● **STORED DATA**
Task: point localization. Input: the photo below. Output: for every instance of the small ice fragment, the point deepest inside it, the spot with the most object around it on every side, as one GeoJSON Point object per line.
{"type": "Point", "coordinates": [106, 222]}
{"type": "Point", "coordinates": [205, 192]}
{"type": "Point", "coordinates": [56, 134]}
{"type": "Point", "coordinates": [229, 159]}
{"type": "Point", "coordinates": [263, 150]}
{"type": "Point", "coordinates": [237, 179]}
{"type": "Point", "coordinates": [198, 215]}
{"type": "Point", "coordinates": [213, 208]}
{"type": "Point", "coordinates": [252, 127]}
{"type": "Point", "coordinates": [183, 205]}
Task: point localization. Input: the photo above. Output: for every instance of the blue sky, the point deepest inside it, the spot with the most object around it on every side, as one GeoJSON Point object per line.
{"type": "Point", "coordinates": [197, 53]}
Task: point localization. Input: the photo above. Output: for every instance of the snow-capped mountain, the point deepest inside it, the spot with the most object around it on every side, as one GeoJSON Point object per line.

● **WORK TASK**
Output the listing once more. Leave each word as it stands.

● **EXERCISE RESPONSE**
Task: point localization. Input: the photo below. Output: for every instance of the small ice fragment, the point deepest inside it, the spot with the most object around it on every side, as one GeoJSON Point object per line.
{"type": "Point", "coordinates": [106, 222]}
{"type": "Point", "coordinates": [205, 192]}
{"type": "Point", "coordinates": [56, 134]}
{"type": "Point", "coordinates": [229, 159]}
{"type": "Point", "coordinates": [263, 150]}
{"type": "Point", "coordinates": [237, 179]}
{"type": "Point", "coordinates": [198, 215]}
{"type": "Point", "coordinates": [213, 208]}
{"type": "Point", "coordinates": [252, 127]}
{"type": "Point", "coordinates": [183, 205]}
Task: point localization. Input: the photo above. Output: for every instance of the blue sky, the point deepest inside it, the spot with the most object around it on every side, as one GeoJSON Point object per line.
{"type": "Point", "coordinates": [197, 53]}
Task: point localization. Input: the photo above. Output: for every instance of the snow-capped mountain, the point deepest inside it, the spot with the most object around it on every side, as one GeoJSON Point object per line.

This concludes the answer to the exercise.